(Entries from a collection)
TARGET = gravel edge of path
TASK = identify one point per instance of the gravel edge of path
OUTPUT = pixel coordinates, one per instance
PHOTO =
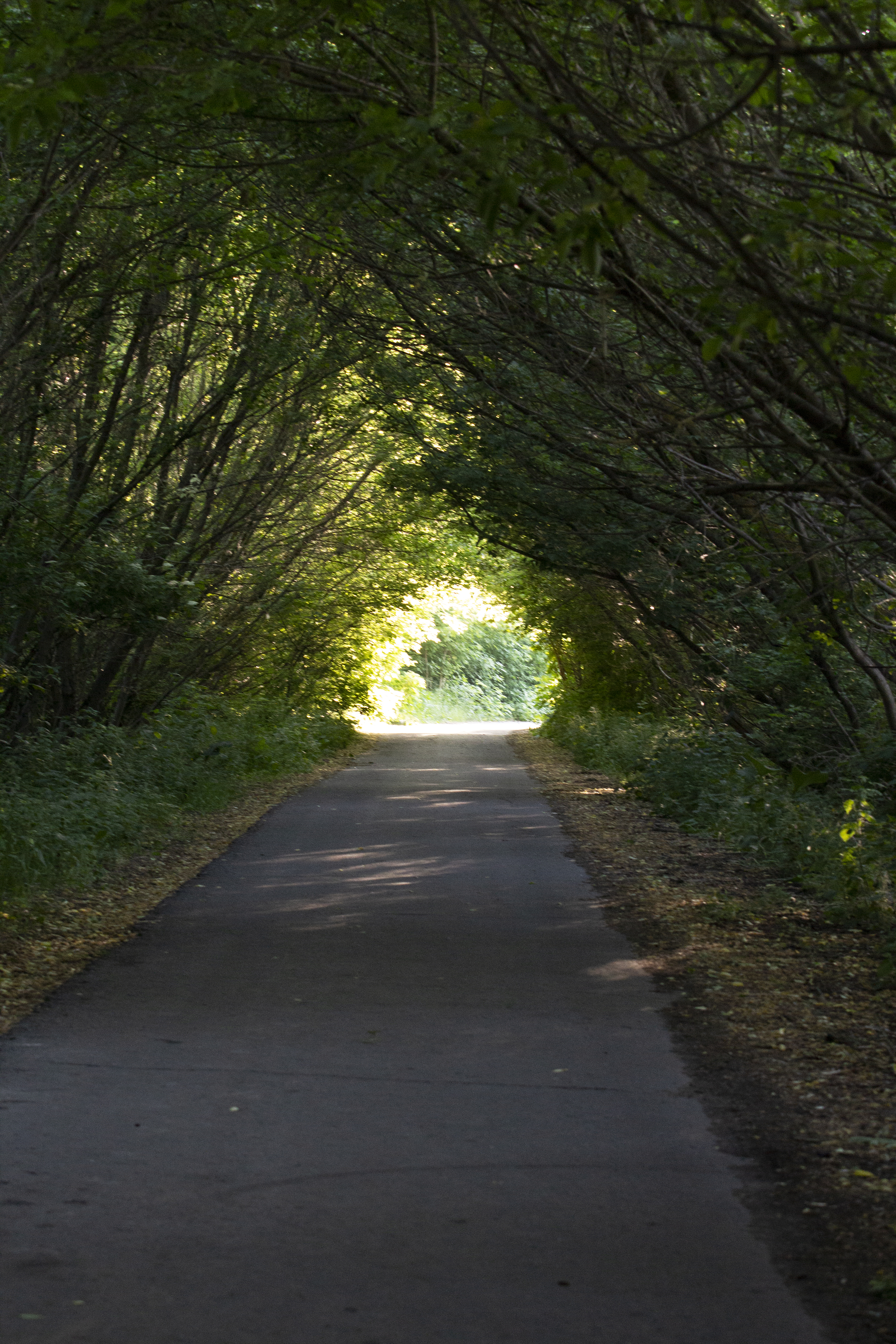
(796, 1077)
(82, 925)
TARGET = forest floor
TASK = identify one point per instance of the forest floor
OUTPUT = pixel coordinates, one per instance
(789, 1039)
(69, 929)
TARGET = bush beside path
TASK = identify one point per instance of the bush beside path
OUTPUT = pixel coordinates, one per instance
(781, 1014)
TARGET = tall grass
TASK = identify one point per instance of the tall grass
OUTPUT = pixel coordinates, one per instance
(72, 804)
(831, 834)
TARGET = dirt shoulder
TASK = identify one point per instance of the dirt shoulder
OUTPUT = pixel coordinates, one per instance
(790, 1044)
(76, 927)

...

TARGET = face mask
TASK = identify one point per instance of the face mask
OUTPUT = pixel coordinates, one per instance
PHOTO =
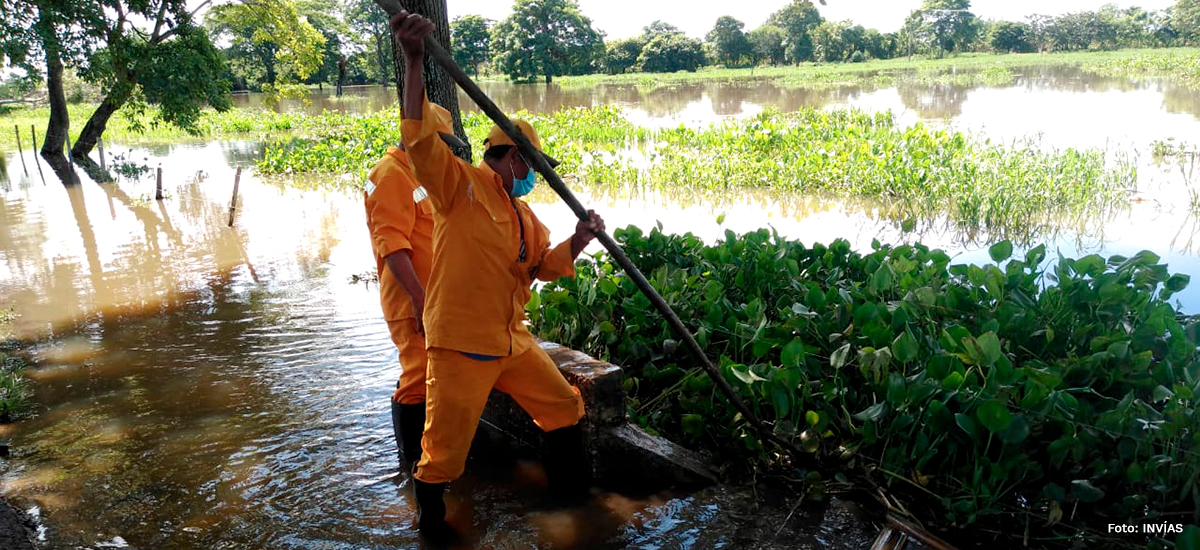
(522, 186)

TASK: Pull out every line of the items above that contains the string "identify".

SOLVED EXERCISE:
TASK = identify one point per instance of the gravel edge of path
TASK = identify one point per instance of the forest floor
TASK = identify one point per instance of the bush beside path
TASK = identify one point per instance of the tall grass
TASK = identify one point per instance of the dirt shoulder
TASK = identify one point per instance of the face mask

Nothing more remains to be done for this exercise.